We launched new forums in March 2019—join us there. In a hurry for help with your website? Get Help Now!
    • 1649
    • 13 Posts
    Does MODx 0.9.6 still have the 5000 document limit?

    I need to have about 250,000 documents - if so how can I modify the core to get around this limit? Where should I start looking?

    Thanks
    • Quote from: andytwiz at Sep 29, 2007, 03:14 PM

      Does MODx 0.9.6 still have the 5000 document limit?

      I need to have about 250,000 documents - if so how can I modify the core to get around this limit? Where should I start looking?

      Andy, I think your going to need to purchase/develop something custom to support 250,000 documents with all the features of MODx. It simply is not designed to handle that volume of document meta-data, and likely will not ever be the right choice for doing so.

      That said, I’m curious what you are doing with 250,000 documents. Are these really individual documents, or could the majority of these documents be stored in a custom database table and presented through a dynamic script (i.e. via a single MODx document, with additional scripts for searching and managing the items)? Again, without knowing details as to what these 250,000 individual documents represent, it’s hard to say what the best solution is for your challenge...
        • 33372
        • 1,611 Posts
        I was going to ask the same questions. But I was also wondering if turning off caching entirely might be a good idea for a site with an excessive number of documents. Around what size does the current cache become self-defeating?
          "Things are not what they appear to be; nor are they otherwise." - Buddha

          "Well, gee, Buddha - that wasn't very helpful..." - ZAP

          Useful MODx links: documentation | wiki | forum guidelines | bugs & requests | info you should include with your post | commercial support options
          • 1649
          • 13 Posts
          Quote from: OpenGeek at Sep 29, 2007, 03:40 PM

          Quote from: andytwiz at Sep 29, 2007, 03:14 PM

          Does MODx 0.9.6 still have the 5000 document limit?

Exercise objective ▸ In the forum thread, how many documents does andytwiz say are needed?

Data block ▸
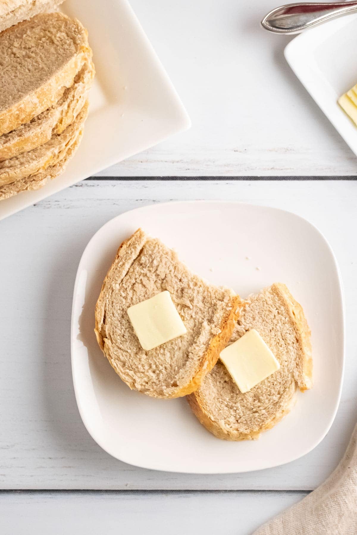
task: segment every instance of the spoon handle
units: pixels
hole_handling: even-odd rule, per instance
[[[357,2],[288,4],[269,12],[261,24],[265,29],[276,33],[299,33],[356,10]]]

Result below ▸ About 250,000.